Task 1:
According to the article on push-up and sit-up supersets, how many times should the cycle of exercises be repeated nonstop?
Task 2:
Quote the article on push-up and sit-up supersets word for word, everything from "Staff Sgt. Lucas" down to "Combat Team-5 photo)".
Task 3:
Write what comes next in the article on push-up and sit-up supersets, starting right after its last sentence.

Source excerpt:
- - - - - - -
Some Recommended Supersets for Push-ups and Sit-ups

A staff sergeant completes a triceps dip at Forward Operating Base Delhi in Afghanistan.
Staff Sgt. Lucas Cotto, 1st Battalion, 3rd Marine Regiment wire chief, completes a triceps dip at Forward Operating Base Delhi in Helmand province, Afghanistan, Aug. 23, 2011. (Cpl. Colby Brown/Regimental Combat Team-5 photo)

I have sent several emails to people looking to ace their military physical fitness tests. In my closing, I always remind them not to give up and that they will "succeed by failing."

Some people get it and understand that to improve with push-ups, pull-ups, sit-ups and other high-repetition calisthenics testing exercises, you have to push yourself until you can't do any more reps. Then, you can try a few more of the easier versions like knee push-ups, assisted pull-ups or negatives, and crunches, respectively.

Once you get to that burning sensation, you are reaching the peak of the muscle stamina in your body. In order to gain more stamina and muscular endurance, you have to "push the envelope" at least one workout a week. The remaining workouts of the week need to be foundation-building workouts that enable your body to do many repetitions in several sets. Such workouts are circuits, pyramids or supersets, as listed below:

Supersets for push-ups and sit-ups:

Repeat this cycle of exercises nonstop 5-10 times:

  • Regular push-ups 10

  • Regular sit-ups 10

  • Wide push-ups 10

  • Reverse crunches 10

  • Close or triceps push-ups 10

  • Double crunches 10

If you do this five times, you will have done 150 push-ups and abdominal exercises in less than 15 minutes. Now that's a good foundation-building workout. You'll reach failure, no matter who you are, only if you continue this workout for 10-15 times.

When you reach failure and your goal is to reach five sets, go to your knees for push-ups if you have to. That is what I mean when I say "succeed by failing."

You have to be able to tell yourself that you can do these workouts even when you never have done more than 100 push-ups in your life. By breaking it up into little sets, nearly anyone can do the above workout. Even if you can't, you still succeed and will be stronger the next time you try it.
- - - - - - -
Given records:

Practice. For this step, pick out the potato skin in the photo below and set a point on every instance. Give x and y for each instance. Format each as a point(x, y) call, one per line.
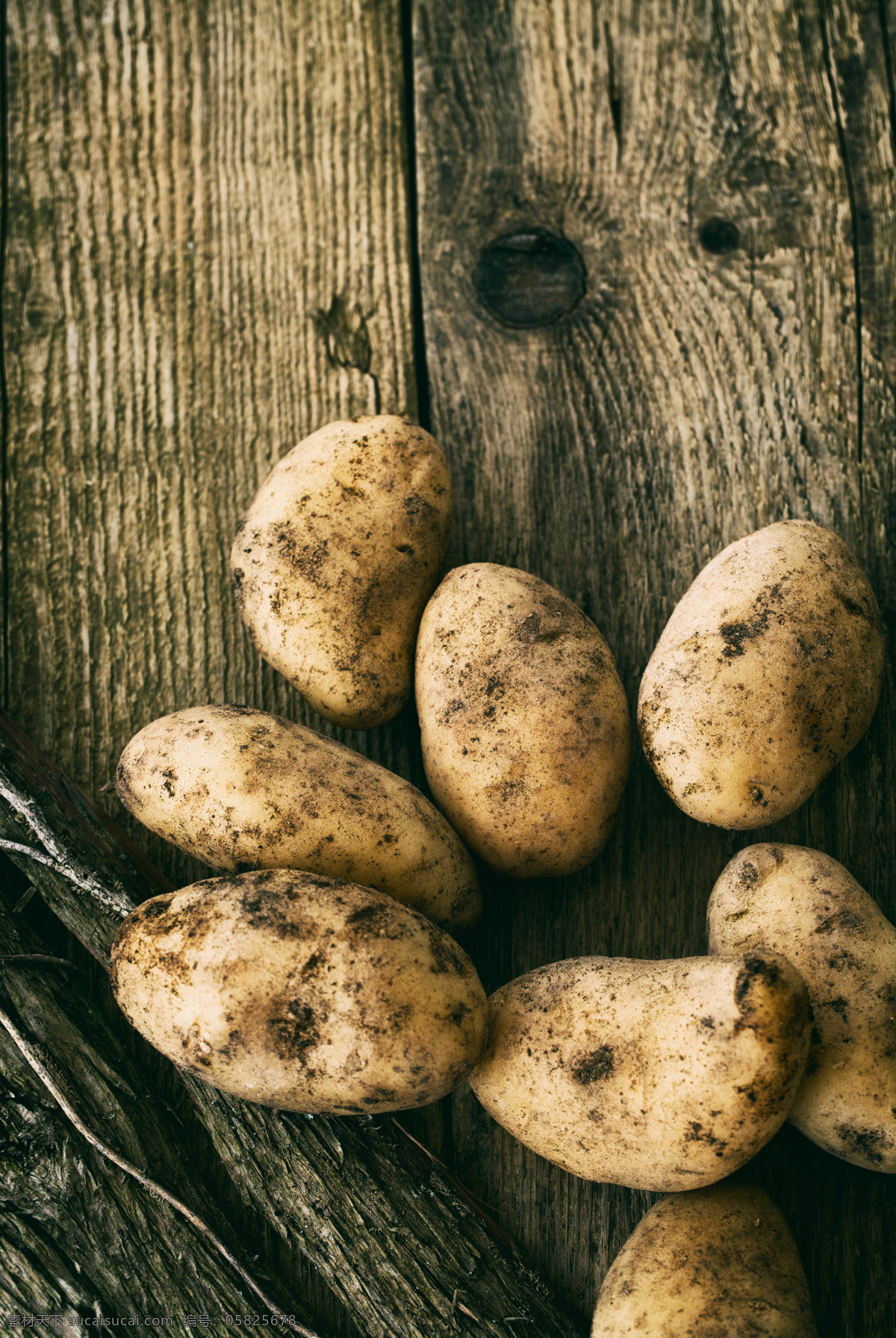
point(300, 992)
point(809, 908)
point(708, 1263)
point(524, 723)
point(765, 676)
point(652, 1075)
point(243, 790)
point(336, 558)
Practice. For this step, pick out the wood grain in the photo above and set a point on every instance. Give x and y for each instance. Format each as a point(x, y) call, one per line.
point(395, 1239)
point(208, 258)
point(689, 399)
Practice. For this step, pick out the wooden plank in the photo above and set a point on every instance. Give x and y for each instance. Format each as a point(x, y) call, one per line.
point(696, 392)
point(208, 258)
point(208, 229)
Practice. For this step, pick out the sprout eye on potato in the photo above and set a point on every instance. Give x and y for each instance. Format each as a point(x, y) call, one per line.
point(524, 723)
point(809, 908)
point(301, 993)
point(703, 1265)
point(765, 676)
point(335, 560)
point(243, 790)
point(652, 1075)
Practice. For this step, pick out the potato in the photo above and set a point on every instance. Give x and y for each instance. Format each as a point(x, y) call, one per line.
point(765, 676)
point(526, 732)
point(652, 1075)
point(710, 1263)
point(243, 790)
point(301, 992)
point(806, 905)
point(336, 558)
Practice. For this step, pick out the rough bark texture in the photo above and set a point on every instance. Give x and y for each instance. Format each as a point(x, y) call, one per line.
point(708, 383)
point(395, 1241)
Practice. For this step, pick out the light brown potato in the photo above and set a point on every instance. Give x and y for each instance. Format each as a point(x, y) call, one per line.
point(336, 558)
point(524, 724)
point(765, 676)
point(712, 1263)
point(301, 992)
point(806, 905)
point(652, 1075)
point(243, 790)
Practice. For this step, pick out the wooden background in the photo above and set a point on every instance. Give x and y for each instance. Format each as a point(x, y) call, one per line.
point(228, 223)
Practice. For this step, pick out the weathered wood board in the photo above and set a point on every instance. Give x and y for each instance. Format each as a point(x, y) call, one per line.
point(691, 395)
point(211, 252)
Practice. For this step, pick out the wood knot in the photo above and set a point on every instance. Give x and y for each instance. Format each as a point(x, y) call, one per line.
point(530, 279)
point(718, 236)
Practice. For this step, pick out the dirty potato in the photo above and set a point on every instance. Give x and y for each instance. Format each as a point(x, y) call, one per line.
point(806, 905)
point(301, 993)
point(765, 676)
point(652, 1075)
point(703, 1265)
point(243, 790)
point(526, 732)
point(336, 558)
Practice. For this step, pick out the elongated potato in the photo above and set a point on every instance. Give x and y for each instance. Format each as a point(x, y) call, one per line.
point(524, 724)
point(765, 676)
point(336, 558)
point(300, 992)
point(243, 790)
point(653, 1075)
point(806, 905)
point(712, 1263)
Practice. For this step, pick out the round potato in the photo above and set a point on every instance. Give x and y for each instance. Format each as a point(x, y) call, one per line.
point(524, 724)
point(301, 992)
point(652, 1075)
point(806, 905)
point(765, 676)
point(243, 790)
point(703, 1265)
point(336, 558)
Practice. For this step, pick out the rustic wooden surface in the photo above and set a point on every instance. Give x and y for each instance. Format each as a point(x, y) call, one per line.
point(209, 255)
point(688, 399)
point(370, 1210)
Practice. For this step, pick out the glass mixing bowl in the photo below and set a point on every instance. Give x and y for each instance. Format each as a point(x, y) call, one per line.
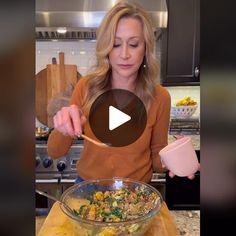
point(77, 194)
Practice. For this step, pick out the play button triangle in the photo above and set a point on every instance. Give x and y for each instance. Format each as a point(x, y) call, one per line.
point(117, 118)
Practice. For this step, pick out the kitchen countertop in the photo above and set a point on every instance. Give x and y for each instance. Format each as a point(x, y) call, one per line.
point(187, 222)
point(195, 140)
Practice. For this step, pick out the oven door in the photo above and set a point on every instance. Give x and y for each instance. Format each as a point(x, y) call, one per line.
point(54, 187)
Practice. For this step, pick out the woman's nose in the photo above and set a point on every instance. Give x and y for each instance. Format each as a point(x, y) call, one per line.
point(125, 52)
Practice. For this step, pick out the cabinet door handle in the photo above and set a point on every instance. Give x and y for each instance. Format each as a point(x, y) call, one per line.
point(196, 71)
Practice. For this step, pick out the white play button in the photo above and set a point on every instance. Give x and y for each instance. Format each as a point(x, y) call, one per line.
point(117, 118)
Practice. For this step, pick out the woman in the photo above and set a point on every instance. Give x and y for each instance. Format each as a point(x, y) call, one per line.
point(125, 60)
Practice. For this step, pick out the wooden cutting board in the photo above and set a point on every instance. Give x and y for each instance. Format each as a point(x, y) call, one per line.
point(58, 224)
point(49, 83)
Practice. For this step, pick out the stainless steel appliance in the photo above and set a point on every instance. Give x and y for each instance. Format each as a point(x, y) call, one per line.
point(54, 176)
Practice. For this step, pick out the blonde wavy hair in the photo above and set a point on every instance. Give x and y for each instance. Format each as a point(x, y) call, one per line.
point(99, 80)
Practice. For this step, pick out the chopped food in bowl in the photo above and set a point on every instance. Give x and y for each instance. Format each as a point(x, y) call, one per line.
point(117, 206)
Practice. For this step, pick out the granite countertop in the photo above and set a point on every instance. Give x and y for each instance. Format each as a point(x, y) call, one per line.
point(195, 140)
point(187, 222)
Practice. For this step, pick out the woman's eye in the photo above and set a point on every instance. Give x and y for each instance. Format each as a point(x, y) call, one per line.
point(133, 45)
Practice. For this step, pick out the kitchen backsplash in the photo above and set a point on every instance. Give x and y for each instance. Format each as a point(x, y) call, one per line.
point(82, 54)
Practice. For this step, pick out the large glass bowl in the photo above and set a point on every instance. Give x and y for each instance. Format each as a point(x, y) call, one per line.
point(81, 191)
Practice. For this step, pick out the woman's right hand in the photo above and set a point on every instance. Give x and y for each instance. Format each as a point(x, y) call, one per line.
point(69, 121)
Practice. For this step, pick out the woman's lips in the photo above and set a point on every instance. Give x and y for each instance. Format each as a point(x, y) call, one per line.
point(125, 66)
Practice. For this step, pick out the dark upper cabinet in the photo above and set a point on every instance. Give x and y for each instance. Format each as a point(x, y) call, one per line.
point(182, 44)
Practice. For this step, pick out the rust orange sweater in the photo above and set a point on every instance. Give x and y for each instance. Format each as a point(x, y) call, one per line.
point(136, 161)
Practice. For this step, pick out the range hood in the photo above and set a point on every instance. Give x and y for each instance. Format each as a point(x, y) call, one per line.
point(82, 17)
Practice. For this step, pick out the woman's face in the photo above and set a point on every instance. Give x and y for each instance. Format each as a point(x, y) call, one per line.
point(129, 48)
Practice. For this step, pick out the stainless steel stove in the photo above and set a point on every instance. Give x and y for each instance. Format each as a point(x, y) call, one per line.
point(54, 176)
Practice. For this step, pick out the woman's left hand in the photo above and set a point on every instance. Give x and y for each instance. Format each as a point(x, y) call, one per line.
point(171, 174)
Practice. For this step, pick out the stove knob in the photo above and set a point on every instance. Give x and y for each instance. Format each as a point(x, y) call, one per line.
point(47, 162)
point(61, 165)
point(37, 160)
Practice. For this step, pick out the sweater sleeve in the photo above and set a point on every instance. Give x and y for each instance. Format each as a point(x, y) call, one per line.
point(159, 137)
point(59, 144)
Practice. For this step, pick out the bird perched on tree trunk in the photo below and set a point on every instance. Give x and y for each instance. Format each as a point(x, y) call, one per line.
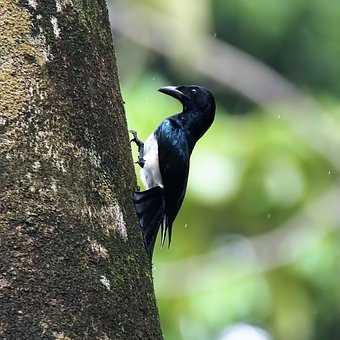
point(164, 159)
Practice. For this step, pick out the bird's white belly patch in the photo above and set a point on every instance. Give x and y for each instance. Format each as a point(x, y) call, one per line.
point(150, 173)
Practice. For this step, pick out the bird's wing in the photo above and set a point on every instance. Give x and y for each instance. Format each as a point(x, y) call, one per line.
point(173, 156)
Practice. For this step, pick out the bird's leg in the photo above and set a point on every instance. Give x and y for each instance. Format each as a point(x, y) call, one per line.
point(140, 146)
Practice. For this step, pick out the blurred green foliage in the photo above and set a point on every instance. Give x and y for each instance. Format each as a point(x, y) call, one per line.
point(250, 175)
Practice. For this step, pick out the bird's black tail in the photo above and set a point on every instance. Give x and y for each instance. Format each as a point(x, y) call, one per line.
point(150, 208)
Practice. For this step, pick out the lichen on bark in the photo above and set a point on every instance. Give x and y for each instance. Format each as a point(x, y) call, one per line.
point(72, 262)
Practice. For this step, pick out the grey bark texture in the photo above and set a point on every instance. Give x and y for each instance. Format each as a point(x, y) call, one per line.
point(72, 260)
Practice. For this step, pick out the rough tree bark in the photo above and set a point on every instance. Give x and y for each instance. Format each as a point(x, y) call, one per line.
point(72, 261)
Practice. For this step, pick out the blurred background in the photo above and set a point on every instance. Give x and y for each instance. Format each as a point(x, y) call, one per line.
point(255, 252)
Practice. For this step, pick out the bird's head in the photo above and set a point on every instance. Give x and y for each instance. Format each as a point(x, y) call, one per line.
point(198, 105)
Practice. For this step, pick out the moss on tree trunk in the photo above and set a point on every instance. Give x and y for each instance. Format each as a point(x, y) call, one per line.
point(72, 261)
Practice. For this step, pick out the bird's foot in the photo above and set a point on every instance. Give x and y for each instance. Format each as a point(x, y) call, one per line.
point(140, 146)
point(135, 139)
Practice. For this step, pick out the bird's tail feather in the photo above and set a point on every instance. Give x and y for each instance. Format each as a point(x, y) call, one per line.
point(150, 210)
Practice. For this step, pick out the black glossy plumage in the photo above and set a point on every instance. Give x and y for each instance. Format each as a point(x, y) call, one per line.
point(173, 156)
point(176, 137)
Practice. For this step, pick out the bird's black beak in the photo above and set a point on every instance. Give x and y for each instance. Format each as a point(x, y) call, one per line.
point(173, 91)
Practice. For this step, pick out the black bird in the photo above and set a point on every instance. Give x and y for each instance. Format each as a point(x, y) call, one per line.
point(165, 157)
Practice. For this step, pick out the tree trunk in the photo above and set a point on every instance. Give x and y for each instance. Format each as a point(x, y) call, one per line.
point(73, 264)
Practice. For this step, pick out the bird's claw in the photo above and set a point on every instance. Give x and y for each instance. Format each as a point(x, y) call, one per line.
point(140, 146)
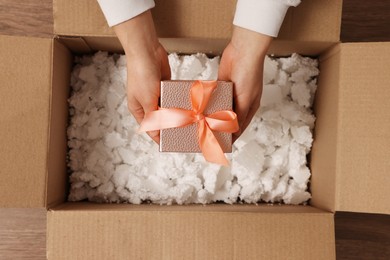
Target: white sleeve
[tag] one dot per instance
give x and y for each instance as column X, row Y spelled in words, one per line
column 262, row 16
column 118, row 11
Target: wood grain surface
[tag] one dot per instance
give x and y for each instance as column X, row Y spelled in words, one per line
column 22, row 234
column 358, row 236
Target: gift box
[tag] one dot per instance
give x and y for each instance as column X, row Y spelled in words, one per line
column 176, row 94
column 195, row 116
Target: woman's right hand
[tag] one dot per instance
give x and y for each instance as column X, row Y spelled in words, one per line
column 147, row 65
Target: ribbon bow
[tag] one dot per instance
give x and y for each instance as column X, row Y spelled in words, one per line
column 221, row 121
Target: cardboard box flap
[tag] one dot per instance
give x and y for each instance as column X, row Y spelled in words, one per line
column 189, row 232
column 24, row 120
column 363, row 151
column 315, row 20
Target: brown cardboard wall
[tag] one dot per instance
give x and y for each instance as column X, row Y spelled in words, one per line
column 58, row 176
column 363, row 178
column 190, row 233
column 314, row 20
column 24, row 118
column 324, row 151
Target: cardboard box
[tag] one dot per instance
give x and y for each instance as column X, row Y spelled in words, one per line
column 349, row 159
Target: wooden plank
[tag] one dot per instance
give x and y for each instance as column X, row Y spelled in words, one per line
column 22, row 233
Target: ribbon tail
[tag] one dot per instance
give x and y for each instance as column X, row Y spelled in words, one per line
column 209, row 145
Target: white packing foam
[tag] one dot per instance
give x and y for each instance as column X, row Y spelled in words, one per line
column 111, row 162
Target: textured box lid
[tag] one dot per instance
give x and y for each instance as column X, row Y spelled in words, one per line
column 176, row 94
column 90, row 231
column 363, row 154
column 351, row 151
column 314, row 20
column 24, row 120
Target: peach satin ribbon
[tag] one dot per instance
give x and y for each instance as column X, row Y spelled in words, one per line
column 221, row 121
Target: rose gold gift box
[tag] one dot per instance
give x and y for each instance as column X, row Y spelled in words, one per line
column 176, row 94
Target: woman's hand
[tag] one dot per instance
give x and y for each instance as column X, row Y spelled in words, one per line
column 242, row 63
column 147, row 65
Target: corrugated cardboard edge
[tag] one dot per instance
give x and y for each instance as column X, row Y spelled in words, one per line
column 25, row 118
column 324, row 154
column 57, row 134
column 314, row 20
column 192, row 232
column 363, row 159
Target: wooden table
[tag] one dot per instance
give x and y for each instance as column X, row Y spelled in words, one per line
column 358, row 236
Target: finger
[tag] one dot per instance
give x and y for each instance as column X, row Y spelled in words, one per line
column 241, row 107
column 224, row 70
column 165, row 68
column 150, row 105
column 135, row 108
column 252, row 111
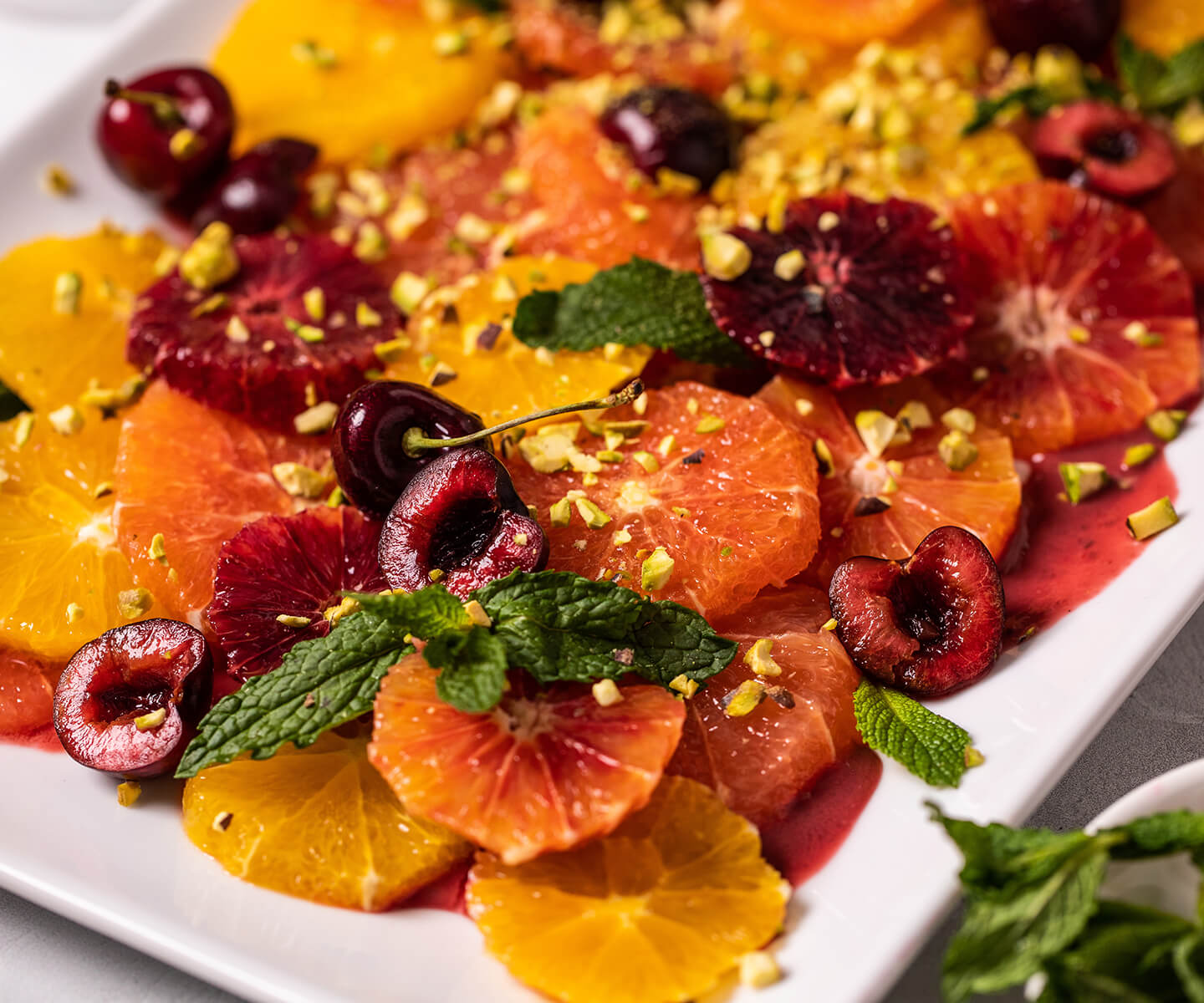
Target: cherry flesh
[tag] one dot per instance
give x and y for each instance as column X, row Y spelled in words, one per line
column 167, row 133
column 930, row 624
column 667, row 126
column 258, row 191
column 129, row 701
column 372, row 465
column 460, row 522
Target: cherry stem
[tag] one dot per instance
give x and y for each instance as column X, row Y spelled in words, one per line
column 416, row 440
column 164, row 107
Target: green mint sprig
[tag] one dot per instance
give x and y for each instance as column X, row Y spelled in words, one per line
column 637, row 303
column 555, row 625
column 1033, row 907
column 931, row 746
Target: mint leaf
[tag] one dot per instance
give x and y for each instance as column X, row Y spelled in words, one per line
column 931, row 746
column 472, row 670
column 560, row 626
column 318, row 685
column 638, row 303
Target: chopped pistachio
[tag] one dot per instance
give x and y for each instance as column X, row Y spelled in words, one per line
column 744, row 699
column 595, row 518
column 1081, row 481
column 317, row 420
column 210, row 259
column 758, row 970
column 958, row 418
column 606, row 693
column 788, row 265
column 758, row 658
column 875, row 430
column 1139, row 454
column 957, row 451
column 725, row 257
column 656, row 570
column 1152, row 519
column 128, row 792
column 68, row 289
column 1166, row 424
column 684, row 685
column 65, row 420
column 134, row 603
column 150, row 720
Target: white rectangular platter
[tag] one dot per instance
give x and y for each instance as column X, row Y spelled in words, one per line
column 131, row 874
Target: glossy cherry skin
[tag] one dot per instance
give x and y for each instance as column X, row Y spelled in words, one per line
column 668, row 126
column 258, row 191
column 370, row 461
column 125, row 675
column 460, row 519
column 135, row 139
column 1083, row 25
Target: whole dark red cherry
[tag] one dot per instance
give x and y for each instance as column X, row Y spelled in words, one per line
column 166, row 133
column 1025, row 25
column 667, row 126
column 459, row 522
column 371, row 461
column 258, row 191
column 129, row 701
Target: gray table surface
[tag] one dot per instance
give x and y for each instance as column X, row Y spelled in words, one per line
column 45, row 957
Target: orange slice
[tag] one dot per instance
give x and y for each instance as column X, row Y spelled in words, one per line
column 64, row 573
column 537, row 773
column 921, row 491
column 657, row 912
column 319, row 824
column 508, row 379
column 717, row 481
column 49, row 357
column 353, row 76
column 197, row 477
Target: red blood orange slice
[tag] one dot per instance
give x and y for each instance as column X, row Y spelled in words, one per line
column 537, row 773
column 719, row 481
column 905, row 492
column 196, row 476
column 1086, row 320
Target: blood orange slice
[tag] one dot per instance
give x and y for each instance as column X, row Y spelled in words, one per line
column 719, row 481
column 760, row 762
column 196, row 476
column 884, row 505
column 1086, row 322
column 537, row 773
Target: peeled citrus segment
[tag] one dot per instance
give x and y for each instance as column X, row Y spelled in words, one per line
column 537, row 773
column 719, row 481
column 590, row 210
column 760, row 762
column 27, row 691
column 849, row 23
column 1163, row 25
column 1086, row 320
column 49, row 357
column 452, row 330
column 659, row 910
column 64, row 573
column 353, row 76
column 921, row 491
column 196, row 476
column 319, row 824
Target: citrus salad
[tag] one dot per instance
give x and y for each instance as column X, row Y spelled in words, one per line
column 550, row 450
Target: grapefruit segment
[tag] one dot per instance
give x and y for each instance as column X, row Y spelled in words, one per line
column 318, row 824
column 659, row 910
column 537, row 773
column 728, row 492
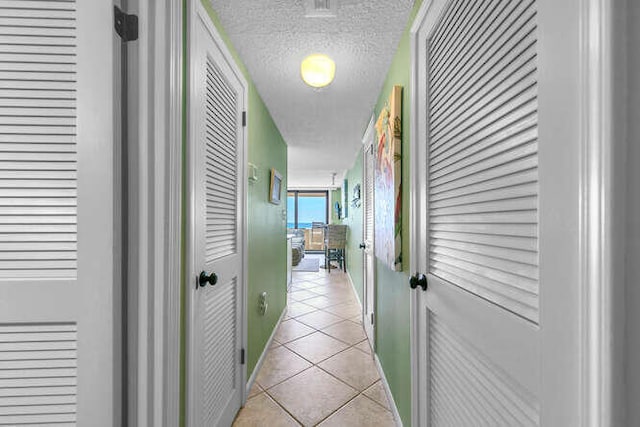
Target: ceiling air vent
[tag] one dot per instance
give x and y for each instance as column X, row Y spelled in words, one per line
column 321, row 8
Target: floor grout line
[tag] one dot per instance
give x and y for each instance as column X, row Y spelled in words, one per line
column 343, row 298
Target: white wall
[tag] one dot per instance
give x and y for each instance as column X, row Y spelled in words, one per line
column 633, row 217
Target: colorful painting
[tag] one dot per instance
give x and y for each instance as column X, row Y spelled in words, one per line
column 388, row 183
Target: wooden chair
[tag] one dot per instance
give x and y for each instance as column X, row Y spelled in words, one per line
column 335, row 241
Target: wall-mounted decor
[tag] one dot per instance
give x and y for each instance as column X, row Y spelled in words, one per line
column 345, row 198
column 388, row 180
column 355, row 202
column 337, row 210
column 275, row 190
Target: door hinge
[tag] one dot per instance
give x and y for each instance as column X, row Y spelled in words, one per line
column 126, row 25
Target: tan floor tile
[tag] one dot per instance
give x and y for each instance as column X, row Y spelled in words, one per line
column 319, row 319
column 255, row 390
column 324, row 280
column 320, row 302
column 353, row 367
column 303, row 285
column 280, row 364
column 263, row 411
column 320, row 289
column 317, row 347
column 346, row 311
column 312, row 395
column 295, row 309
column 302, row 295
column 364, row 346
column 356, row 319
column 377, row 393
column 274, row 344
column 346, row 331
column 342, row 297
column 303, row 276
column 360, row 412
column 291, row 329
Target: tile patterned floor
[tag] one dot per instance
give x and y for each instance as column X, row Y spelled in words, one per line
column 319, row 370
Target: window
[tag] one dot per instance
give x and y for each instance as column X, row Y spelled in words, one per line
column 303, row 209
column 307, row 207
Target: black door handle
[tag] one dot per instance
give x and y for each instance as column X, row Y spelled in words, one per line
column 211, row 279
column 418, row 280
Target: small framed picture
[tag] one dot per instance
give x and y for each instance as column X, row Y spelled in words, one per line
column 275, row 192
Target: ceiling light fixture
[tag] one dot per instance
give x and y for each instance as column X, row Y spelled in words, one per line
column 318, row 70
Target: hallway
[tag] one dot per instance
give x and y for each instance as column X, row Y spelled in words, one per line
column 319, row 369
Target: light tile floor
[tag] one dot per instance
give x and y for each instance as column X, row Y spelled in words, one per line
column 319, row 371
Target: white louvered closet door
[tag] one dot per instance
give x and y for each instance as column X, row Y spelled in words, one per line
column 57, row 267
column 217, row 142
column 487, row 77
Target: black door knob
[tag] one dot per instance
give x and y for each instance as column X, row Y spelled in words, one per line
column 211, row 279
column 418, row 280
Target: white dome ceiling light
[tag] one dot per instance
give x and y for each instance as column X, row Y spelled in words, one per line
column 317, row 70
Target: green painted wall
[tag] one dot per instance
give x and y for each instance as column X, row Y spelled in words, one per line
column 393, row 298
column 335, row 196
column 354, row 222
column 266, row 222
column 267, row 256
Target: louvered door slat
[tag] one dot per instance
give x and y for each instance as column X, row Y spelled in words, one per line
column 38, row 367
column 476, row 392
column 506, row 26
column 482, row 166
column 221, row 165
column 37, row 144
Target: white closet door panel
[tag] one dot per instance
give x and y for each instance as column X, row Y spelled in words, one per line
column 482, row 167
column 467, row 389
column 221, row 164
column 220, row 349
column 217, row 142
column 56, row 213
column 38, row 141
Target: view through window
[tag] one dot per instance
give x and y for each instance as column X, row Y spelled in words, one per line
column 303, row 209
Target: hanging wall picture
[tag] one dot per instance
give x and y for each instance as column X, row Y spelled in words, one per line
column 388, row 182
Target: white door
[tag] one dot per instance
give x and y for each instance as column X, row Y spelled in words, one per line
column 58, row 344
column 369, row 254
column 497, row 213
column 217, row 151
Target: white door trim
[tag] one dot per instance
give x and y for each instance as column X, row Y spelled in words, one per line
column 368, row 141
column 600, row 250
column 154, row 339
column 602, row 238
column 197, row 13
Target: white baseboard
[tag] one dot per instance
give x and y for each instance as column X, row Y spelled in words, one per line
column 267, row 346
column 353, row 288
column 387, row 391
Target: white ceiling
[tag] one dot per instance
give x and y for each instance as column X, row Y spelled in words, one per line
- - - - - - -
Output 1:
5-10 times.

Output 2:
Staff Sgt. Lucas Cotto, 1st Battalion, 3rd Marine Regiment wire chief, completes a triceps dip at Forward Operating Base Delhi in Helmand province, Afghanistan, Aug. 23, 2011. (Cpl. Colby Brown/Regimental Combat Team-5 photo)

Output 3:
There is a mental aspect to this type of "failure" training. Your mind will tell you that you are ready to quit before your body will usually. You have to be able to disengage that thinking process and push yourself until you truly fail. You want not only to fail at push-ups, but also to fail at knee push-ups, too. The same goes for pull-ups, pulldowns, sit-ups and crunches, too.

I have trained many people who were unable to increase their PFT scores for years, and by adding the supersets and pyramid two times a week, and a testing workout once a week, they were able to gain in all areas.

Testing workouts should be goal-oriented and pushed to maximum repetitions during a certain period of time. For instance, the SEAL trainees I work with will do the following workout to test themselves and fail each set.

SEAL trainees workout: 

  • Pull-ups 100

  • Push-ups 200

  • Sit-ups 300

The repetition goal above is to be done in as few sets as possible, alternating from one exercise to the next. The only rest you receive is when you work out the other muscle groups and moving from exercise to exercise. If you are not on that level of endurance, set your goals for half of that or even a tenth.

Everyone fails at this workout, even the most fit people I know. Try it. You will get stronger by pushing yourself to failure once in a while.

Also see "The PT Pyramid" article for other ideas on foundation-building exercise.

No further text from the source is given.